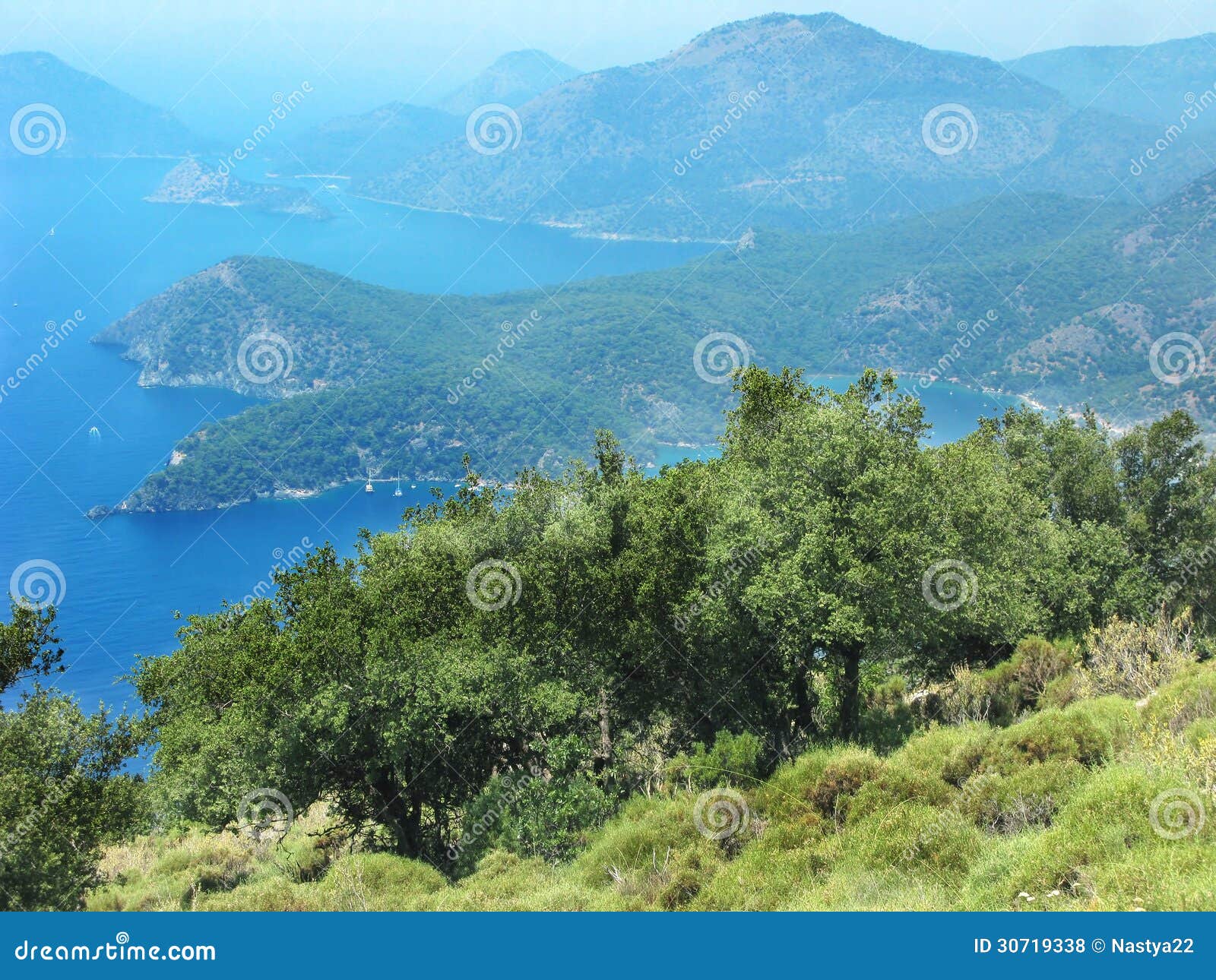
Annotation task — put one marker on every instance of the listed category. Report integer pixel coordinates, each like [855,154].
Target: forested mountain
[834,668]
[515,78]
[366,144]
[782,121]
[1157,83]
[1069,301]
[52,105]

**Task description:** If an entry contains an image, print the rest of that entry exactly and leave the image out.

**Solution to this task:**
Annotation task — put one marker on every instance of the listed category. Report integer pixel coordinates, each like [855,154].
Target: forested mountain
[834,668]
[515,78]
[366,144]
[782,121]
[1157,83]
[1069,301]
[52,105]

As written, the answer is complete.